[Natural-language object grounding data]
##########

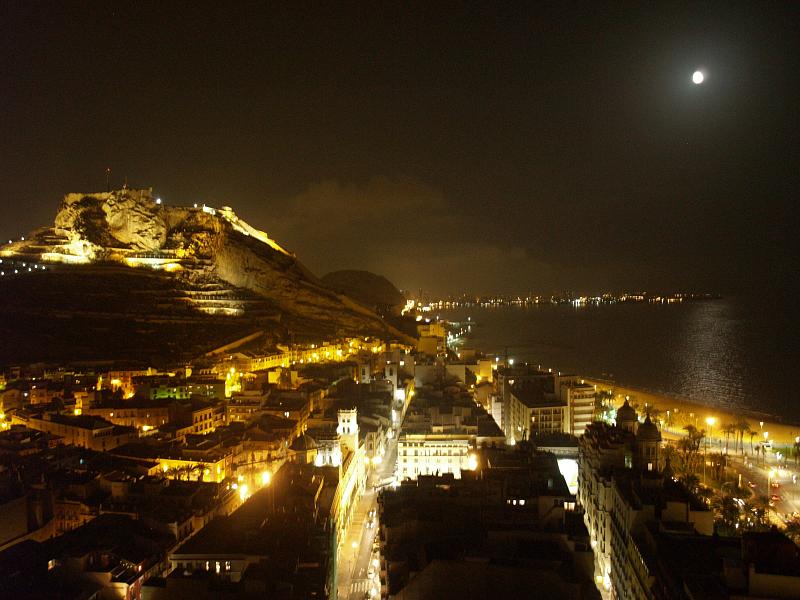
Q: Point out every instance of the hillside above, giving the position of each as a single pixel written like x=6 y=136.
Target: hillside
x=121 y=276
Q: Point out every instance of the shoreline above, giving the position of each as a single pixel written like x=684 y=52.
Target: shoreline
x=684 y=411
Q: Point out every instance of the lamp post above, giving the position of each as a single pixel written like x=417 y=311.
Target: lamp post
x=710 y=422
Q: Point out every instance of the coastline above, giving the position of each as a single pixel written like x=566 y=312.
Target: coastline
x=684 y=412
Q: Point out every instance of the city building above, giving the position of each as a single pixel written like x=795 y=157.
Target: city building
x=440 y=432
x=623 y=487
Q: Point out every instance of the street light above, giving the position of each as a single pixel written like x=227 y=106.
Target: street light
x=710 y=422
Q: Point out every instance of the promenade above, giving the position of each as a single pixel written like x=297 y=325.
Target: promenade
x=684 y=412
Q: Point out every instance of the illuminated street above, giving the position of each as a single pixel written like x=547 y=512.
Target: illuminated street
x=357 y=574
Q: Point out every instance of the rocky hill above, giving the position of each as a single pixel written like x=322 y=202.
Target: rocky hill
x=197 y=265
x=369 y=289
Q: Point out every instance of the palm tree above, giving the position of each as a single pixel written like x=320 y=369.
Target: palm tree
x=199 y=468
x=792 y=530
x=728 y=430
x=752 y=433
x=742 y=426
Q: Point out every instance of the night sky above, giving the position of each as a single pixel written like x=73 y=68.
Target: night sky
x=451 y=148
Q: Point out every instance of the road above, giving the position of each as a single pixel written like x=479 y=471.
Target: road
x=356 y=552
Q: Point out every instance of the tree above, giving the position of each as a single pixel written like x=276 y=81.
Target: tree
x=687 y=453
x=792 y=530
x=742 y=427
x=752 y=433
x=729 y=430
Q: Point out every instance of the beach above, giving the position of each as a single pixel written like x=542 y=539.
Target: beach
x=684 y=412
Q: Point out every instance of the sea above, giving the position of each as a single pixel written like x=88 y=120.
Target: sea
x=736 y=352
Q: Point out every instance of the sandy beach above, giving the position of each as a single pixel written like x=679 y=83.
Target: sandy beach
x=684 y=412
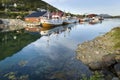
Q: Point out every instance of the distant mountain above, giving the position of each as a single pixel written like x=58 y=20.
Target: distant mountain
x=25 y=5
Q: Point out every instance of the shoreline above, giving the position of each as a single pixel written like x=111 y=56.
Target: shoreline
x=102 y=54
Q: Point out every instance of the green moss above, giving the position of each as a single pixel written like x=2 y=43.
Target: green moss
x=116 y=37
x=95 y=76
x=9 y=45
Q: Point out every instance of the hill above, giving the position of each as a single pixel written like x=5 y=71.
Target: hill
x=25 y=5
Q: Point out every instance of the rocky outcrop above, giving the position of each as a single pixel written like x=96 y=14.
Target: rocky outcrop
x=102 y=53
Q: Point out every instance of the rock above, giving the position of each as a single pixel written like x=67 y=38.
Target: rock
x=117 y=69
x=115 y=78
x=108 y=60
x=107 y=74
x=1 y=22
x=117 y=58
x=95 y=65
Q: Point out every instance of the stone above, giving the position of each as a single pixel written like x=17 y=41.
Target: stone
x=115 y=78
x=108 y=60
x=117 y=69
x=95 y=65
x=117 y=58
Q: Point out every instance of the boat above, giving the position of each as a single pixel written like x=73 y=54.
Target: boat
x=54 y=30
x=55 y=20
x=69 y=20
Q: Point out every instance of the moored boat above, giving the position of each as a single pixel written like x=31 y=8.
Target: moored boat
x=51 y=21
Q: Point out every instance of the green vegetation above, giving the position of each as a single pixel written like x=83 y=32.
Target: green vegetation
x=95 y=76
x=25 y=5
x=12 y=42
x=116 y=37
x=14 y=8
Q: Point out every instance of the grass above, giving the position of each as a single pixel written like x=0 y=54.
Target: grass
x=9 y=46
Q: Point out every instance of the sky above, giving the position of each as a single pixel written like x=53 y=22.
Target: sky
x=111 y=7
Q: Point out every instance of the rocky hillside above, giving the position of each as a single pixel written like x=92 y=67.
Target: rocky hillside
x=25 y=5
x=102 y=53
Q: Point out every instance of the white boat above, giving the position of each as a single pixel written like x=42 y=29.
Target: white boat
x=69 y=20
x=51 y=22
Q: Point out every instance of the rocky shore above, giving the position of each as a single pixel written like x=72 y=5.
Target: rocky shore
x=102 y=54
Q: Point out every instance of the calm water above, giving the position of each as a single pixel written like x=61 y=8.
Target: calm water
x=52 y=56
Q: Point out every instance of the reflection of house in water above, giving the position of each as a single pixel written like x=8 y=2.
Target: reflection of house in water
x=55 y=31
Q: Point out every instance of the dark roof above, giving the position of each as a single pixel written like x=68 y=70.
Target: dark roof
x=36 y=14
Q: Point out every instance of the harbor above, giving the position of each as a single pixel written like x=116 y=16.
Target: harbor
x=59 y=40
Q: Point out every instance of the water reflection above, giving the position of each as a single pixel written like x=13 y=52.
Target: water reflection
x=56 y=61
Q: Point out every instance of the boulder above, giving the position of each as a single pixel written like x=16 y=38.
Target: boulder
x=1 y=22
x=117 y=58
x=108 y=60
x=115 y=78
x=95 y=65
x=117 y=69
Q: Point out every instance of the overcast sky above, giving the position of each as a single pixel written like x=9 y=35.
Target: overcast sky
x=111 y=7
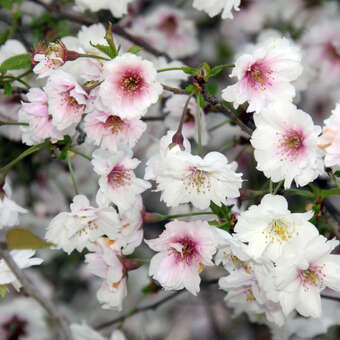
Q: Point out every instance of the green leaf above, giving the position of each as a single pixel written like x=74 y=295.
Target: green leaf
x=329 y=192
x=201 y=99
x=303 y=193
x=216 y=70
x=109 y=38
x=212 y=88
x=3 y=290
x=18 y=238
x=17 y=62
x=190 y=88
x=8 y=88
x=337 y=173
x=105 y=49
x=134 y=49
x=189 y=70
x=6 y=3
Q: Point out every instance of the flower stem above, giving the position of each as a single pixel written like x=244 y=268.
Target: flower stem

##########

• Work instructions
From the entries above, extract each line containing "flower".

• Answer to the problem
Q: Point out every instance of the flower stem above, giving the position of each as a single pixel written like x=244 y=268.
Target: flower stem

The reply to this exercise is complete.